[Exercise directions]:
Each record below must be reproduced exactly as it reads, with its images omitted.

(Stored data)

____

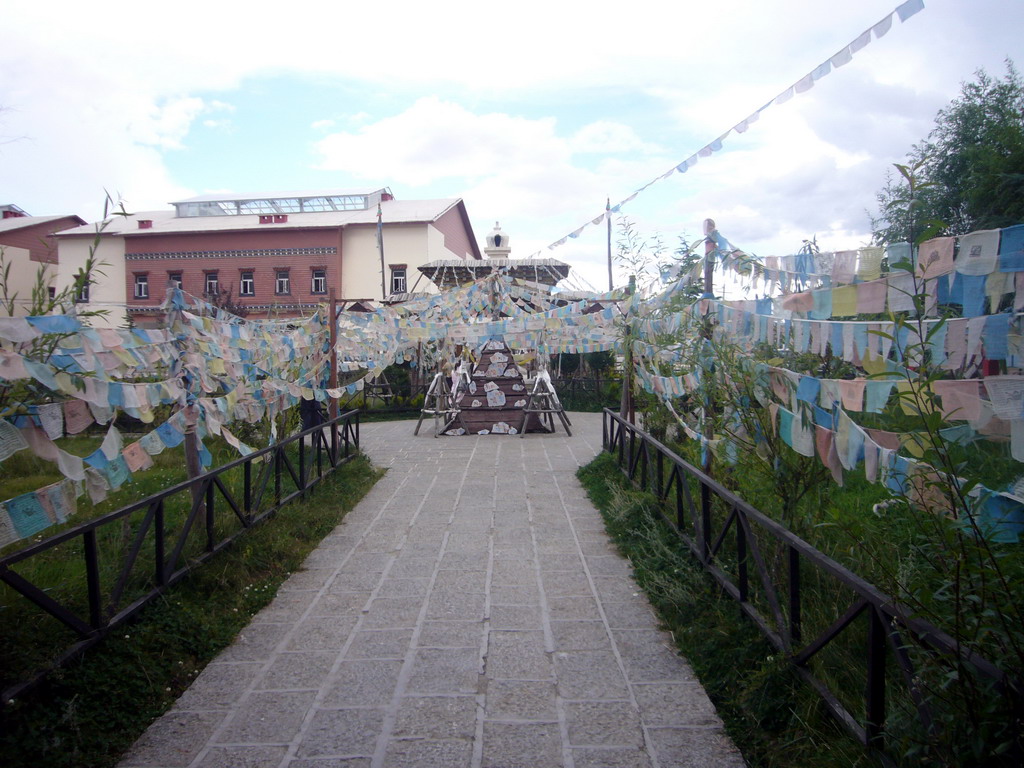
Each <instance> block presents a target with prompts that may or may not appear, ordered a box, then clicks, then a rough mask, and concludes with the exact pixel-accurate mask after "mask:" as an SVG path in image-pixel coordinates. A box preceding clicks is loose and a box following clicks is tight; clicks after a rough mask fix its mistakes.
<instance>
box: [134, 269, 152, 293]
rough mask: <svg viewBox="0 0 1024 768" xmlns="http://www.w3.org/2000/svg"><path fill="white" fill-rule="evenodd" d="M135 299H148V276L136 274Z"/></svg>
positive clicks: (148, 276)
mask: <svg viewBox="0 0 1024 768" xmlns="http://www.w3.org/2000/svg"><path fill="white" fill-rule="evenodd" d="M135 298H136V299H147V298H150V275H148V274H136V275H135Z"/></svg>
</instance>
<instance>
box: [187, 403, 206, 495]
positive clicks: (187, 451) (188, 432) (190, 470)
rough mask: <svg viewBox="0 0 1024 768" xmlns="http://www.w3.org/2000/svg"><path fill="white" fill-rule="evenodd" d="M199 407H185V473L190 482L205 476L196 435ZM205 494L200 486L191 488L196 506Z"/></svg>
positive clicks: (198, 444) (198, 438)
mask: <svg viewBox="0 0 1024 768" xmlns="http://www.w3.org/2000/svg"><path fill="white" fill-rule="evenodd" d="M197 410H198V409H197V407H196V406H185V408H184V413H185V444H184V449H185V473H186V474H187V475H188V479H189V480H194V479H196V478H197V477H199V476H200V475H201V474H203V464H202V462H201V461H200V459H199V435H197V434H196V418H197V414H196V411H197ZM202 497H203V494H202V492H201V490H200V487H199V485H193V486H191V499H193V504H194V505H195V504H196V503H197V502H198V501H199V500H200V499H202Z"/></svg>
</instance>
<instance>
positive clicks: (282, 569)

____

[Answer to this problem]:
Each <instance> block presents a target with prompts that may or may not appear, ordered a box, then clicks, then a rough mask, and concludes with the exact pixel-accurate mask after "mask:" as an SVG path in image-pixel coordinates. A box preceding clicks is loose and a box following clicks is tight; clicks after a rough mask fix its mistakes.
<instance>
box: [134, 269, 152, 293]
rough mask: <svg viewBox="0 0 1024 768" xmlns="http://www.w3.org/2000/svg"><path fill="white" fill-rule="evenodd" d="M135 299H148V276L136 274Z"/></svg>
positive clicks: (148, 276)
mask: <svg viewBox="0 0 1024 768" xmlns="http://www.w3.org/2000/svg"><path fill="white" fill-rule="evenodd" d="M135 298H136V299H147V298H150V275H148V274H136V275H135Z"/></svg>
</instance>
<instance>
box: [187, 403, 206, 495]
positive clicks: (187, 451) (188, 432) (190, 470)
rough mask: <svg viewBox="0 0 1024 768" xmlns="http://www.w3.org/2000/svg"><path fill="white" fill-rule="evenodd" d="M199 407H185V473L190 482L205 476L196 435ZM205 494L200 486L191 488L196 506Z"/></svg>
positive clicks: (198, 444) (198, 438)
mask: <svg viewBox="0 0 1024 768" xmlns="http://www.w3.org/2000/svg"><path fill="white" fill-rule="evenodd" d="M197 410H198V409H197V407H196V406H185V408H184V413H185V444H184V449H185V473H186V474H187V475H188V479H189V480H194V479H196V478H197V477H199V476H200V475H201V474H203V464H202V462H201V461H200V459H199V435H197V434H196V418H197V414H196V411H197ZM202 497H203V494H202V492H201V490H200V487H199V485H193V486H191V499H193V504H194V505H195V504H196V503H197V502H198V501H199V500H200V499H202Z"/></svg>
</instance>
<instance>
positive clicks: (282, 569)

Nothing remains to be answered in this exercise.